Brief:
Rewrite all the lines below, requests included, scaling every box coordinate in the answers by 1.9 and rounding each result to a whole number, with halves rounded up.
+ + + +
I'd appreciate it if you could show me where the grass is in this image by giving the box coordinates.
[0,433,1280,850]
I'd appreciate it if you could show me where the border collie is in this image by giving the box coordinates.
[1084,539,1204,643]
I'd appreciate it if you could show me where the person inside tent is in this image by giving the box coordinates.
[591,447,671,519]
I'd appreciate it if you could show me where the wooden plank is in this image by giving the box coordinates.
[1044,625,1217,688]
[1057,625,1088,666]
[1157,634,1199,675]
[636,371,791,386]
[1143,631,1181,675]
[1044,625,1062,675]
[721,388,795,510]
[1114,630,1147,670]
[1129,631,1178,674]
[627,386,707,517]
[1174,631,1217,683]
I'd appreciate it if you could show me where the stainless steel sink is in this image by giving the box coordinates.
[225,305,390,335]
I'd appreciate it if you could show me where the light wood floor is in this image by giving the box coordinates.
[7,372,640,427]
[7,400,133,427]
+ + + +
Output for this task:
I'd appreciate it if you could show me where the grass is in this image by giving the box coordinates.
[0,823,2432,1615]
I'd appreciate it if you could show me where the border collie is in this image by giving the box coordinates.
[2060,1024,2288,1222]
I'd appreciate it if you could show me where the person inside tent is in this image by giving the box coordinates.
[1123,849,1275,986]
I'd appreciate it if you could show me where the wooden plank is in this image by giving the box coordinates.
[1984,1188,2312,1307]
[2008,1188,2067,1265]
[2198,1205,2278,1283]
[1208,705,1503,733]
[2172,1199,2244,1283]
[1984,1188,2018,1283]
[1370,737,1511,969]
[2117,1197,2179,1273]
[2145,1199,2238,1281]
[1191,733,1343,982]
[2231,1199,2312,1298]
I'd appreciate it if you could show me where the stainless steel sink is in this image by giving the box coordinates.
[428,580,741,637]
I'd appreciate it if you could show me where the light wood floor is in this image by giving the box coordinates.
[13,707,1216,811]
[13,760,253,811]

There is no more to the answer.